**Directives**
**1.** Return the passage of the essay on oncall running from "But I believe" down to "even is oncall?", copied word for word.
**2.** In the essay on oncall, what do oncall rotations get compared to as sharing the same reason for existing?
**3.** Carry the essay on oncall forward, picking up right after its last sentence.

Oncall and Sustainable Software Development
Yes, being on call typically and anecdotally sucks. I understand! If you’ve heard me speak, I often point out that I’ve been oncall since I was 17 years old—so I know how terrible it can be.
But I believe strongly that it doesn’t have to be. Oncall can and should be different. It can be like being a superhero—if you’re on call and an issue comes up, you should get to feel like you’re saving the world (or at least your users), in a good way. It shouldn’t eat your life, or have a serious negative impact on your day-to-day interactions and personal relationships. It just shouldn’t suck that much.
Let’s explore this possibility. The first questions to ask are: Why does on call even exist? Should it exist? What are its goals, and what is out of scope?
If we agree it should exist, then how can we do it well? How can oncall become a thing that is pedestrian, part of life, something that is possible to love, or at least tolerate?
What even is oncall?
What oncall should be about in most environments:
- Bring the service up if it goes down
- Respond to users when they complain (or do so by proxy via Customer Support)
- Triage bug reports and escalate, wontfix or fix
- Make small fixes (that are scoped to some threshold, maybe < 1 day or < 2 hours)
- Do garbage collection tasks from a grab bag of work that doesn’t happen often enough to be worth fully automating or hiring a team for, requires human judgment, is a one-off, is critical and urgent
- Represent back to management when the burden is becoming too heavy
Why are there on call rotations? Because it forces everyone to learn. It is terrible for just a single person to know how to do a given thing; terrible for them, terrible for everyone else. We have oncall rotations for same reason that we round-robin DNS for our API: it’s about resiliency, and ultimately, sustainability. On call rotations are the primary mechanism by which most teams address the question of sustainability.
Services need owners, not operators
It really does take a village.
Responsibility for tending to brand new, baby code is too important, too hard, too all-consuming to be one person’s job. It will break them, burn them out so fast and so hard until all they want to do is drown that code in the bathtub. (Babies, by the way, are engineered by evolution to be so cute that you won’t kill them no matter how they scream. Your code is not this cute, I guarantee you.)
To build something is to be responsible for it. Writing software should only be done as a very last resort. Great senior engineers do everything possible to avoid having to write new code.
Developing software doesn’t stop once the code is rolled out to production. You could almost say it starts then. Until then, it effectively doesn’t even exist. If users aren’t using your code, there’s no need to support it, to have an oncall rotation for it, right? The thing that matters about your code is how it behaves for your users, in production—and by extension, for the people who are oncall for your code running in production.

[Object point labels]
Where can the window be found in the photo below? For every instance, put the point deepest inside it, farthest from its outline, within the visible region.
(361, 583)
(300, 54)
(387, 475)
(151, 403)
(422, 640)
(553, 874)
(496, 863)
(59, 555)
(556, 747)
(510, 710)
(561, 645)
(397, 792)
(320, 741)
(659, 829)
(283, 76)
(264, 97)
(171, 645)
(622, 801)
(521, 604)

**Answers below**
**1.**
But I believe strongly that it doesn’t have to be. Oncall can and should be different. It can be like being a superhero—if you’re on call and an issue comes up, you should get to feel like you’re saving the world (or at least your users), in a good way. It shouldn’t eat your life, or have a serious negative impact on your day-to-day interactions and personal relationships. It just shouldn’t suck that much.
Let’s explore this possibility. The first questions to ask are: Why does on call even exist? Should it exist? What are its goals, and what is out of scope?
If we agree it should exist, then how can we do it well? How can oncall become a thing that is pedestrian, part of life, something that is possible to love, or at least tolerate?
What even is oncall?

**2.** Round-robin DNS for the API

**3.**
The craft of building software and the craft of owning it over its lifetime are effectively the same thing. The core of the craft of software design and engineering is about maintainability. These things should continue to matter to you after your code is in production.
If I ask a room of folks who among them works on building software, and then ask the same room which of them are part of the oncall rotation, I should see about the same people raising their hands. But I typically don’t see the same people raising their hands because their experience of oncall sucks (see above), so software engineers believe they don’t want to do it.
So how do we make it not suck (so much)?
On call is a relentlessly human-scale process. It is never “fixed” or “done” any more than managing a team is done. It requires eternal vigilance and creativity and customization to your specific resources and the demands upon them at any given time. There are no laws I can pass down that if you only apply them will make everything better. It is contextual and contingent at its very heart.
But we do know that nothing is sustainable if it is hateful to everyone who participates in it. Sustainable processes are low impact and use renewable resources. Burning people out is not sustainable. Making them dread being oncall is not sustainable. We have to make it suck less.
Be(e) the oncall you want to see in the world
If you’re leading a team responsible for oncall, set an example yourself.
Empower your team to get the work done, then value their work, their time, their personal lives. Make people mobile; provide them with whatever hardware they need to do their work on the go. Show them the impact they have on the service, on customer happiness. If you can, shrink the feedback loop so your team can internalize the impact of their own choices and outcomes.
Pair people up as primary/secondary so there’s very little friction to asking someone to take over for you for a few hours. Send people home or tell them not to come in after a rough night. Support them in making those decisions for themselves. Never page new parents, or anyone who is already being woken up by something. Never force someone to carry a pager. Create incentives and social pressure and team cohesion, and they will want to.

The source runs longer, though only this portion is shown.